### [REQUIREMENT A]
Using the Databend COPY INTO reference below, decide whether each statement agrees with it: (i) ACCESS_KEY_ID must be supplied to reach an S3 compatible bucket; (ii) files for a named internal stage can be staged with the PUT to Stage API; (iii) ENDPOINT_URL can never use a URL that starts with "http://". Answer each with yes or no and quote the deciding words.

### [DOCUMENT]
COPY INTO <table>
This command loads data into Databend from files in a variety of locations.
See Also: COPY INTO location
Supported File Locations
Your data files must be located in one of these locations for COPY INTO to work:
- Named internal stage: Databend internal named stages. Files can be staged using the PUT to Stage API.
- Named external stage: Stages created in Supported Object Storage Solutions.
- External location:
- Buckets created in Supported Object Storage Solutions.
- Remote servers from where you can access the files by their URL (starting with "https://...").
- IPFS.
Syntax
COPY INTO [<database>.]<table_name>
FROM { internalStage | externalStage | externalLocation }
[ FILES = ( '<file_name>' [ , '<file_name>' ] [ , ... ] ) ]
[ PATTERN = '<regex_pattern>' ]
[ FILE_FORMAT = ( TYPE = { CSV | TSV | NDJSON | PARQUET | XML} [ formatTypeOptions ] ) ]
[ copyOptions ]
Where:
internalStage
internalStage ::= @<internal_stage_name>[/<path>]
externalStage
externalStage ::= @<external_stage_name>[/<path>]
externalLocation
AWS S3 Compatible Object Storage Service
externalLocation ::=
's3://<bucket>[<path>]'
CONNECTION = (
ENDPOINT_URL = 'https://<endpoint-URL>'
ACCESS_KEY_ID = '<your-access-key-ID>'
SECRET_ACCESS_KEY = '<your-secret-access-key>'
SESSION_TOKEN = '<your-session-token>'
REGION = '<region-name>'
ENABLE_VIRTUAL_HOST_STYLE = 'true|false'
)
Parameter | Description | Required |
---|---|---|
s3://<bucket>[<path>] | External files located at the AWS S3 compatible object storage. | Required |
ENDPOINT_URL | The bucket endpoint URL starting with "https://". To use a URL starting with "http://", set allow_insecure to true in the [storage] block of the file databend-query-node.toml . | Required |
ACCESS_KEY_ID | Your access key ID for connecting the AWS S3 compatible object storage. If not provided, Databend will access the bucket anonymously. | Optional |
SECRET_ACCESS_KEY | Your secret access key for connecting the AWS S3 compatible object storage. | Optional |
SESSION_TOKEN | Your temporary credential for connecting the AWS S3 service | Optional |
REGION | AWS region name. For example, us-east-1. | Optional |
ENABLE_VIRTUAL_HOST_STYLE | If you use virtual hosting to address the bucket, set it to "true". | Optional |
Azure Blob storage
externalLocation ::=
'azblob://<container>[<path>]'
CONNECTION = (
ENDPOINT_URL = 'https://<endpoint-URL>'
ACCOUT_NAME = '<your-account-name>'
ACCOUNT_KEY = '<your-account-key>'
)

### [MATERIAL PROVIDED]
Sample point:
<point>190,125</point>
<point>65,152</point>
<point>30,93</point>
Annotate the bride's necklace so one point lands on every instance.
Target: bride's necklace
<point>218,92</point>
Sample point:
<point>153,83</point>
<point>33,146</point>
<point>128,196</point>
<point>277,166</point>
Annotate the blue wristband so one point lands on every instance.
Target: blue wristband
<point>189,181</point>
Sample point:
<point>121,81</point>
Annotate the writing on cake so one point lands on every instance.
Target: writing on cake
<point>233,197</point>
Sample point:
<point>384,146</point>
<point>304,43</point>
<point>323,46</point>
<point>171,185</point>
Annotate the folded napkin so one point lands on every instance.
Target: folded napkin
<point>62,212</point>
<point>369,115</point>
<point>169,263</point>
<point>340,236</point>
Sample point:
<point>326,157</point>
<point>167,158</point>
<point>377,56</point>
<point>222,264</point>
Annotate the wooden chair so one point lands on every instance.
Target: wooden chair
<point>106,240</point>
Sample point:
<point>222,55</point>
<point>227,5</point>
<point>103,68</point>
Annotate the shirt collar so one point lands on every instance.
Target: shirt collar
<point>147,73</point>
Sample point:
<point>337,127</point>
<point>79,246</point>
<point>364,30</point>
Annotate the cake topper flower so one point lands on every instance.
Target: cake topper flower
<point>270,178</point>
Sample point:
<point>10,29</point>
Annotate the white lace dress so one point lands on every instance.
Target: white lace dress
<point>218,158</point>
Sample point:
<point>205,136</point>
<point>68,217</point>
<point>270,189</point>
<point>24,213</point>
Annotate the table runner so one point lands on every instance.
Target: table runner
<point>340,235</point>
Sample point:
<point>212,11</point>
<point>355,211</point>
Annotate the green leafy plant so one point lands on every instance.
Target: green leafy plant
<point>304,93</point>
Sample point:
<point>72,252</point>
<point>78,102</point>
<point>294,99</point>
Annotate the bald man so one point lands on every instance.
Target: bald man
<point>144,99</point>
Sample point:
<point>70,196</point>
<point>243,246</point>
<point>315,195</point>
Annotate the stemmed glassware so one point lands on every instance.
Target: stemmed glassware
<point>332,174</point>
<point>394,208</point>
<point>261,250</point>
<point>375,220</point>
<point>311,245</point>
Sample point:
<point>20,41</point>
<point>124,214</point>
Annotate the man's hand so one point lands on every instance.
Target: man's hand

### [REQUIREMENT B]
Duplicate the stretch of the rows from their start through the line that contains "<point>218,92</point>", with both ends included.

### [FULL SOLUTION A]
(i) No: "If not provided, Databend will access the bucket anonymously."
(ii) Yes: "Files can be staged using the PUT to Stage API."
(iii) No: "To use a URL starting with "http://", set allow_insecure to true in the [storage] block of the file databend-query-node.toml"

### [FULL SOLUTION B]
Sample point:
<point>190,125</point>
<point>65,152</point>
<point>30,93</point>
Annotate the bride's necklace so one point lands on every instance.
Target: bride's necklace
<point>218,92</point>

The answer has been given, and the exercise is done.